■ What is needed
Beginning at the line that contains "Given the photo above, point to the ambulance" and ending at the last line of the entries, write out each line exactly; include nothing outside that span.
──────────────────────────────
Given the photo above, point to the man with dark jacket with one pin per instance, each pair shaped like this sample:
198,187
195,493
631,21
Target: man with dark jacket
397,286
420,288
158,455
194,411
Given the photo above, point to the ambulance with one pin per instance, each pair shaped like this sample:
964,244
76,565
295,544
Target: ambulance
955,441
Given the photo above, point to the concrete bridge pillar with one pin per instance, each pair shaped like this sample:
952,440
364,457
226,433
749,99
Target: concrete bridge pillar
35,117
──────────────────────────────
■ Correct answer
Given the photo above, point to the ambulance with one pin per instance, each pair shaped like this sample:
964,244
76,565
295,544
Target: ambulance
955,441
Given the photo above, point to the concrete bridge pillar with one pin per instance, each pair shaped like this sample:
952,440
364,457
226,433
749,99
Target: concrete bridge pillar
35,117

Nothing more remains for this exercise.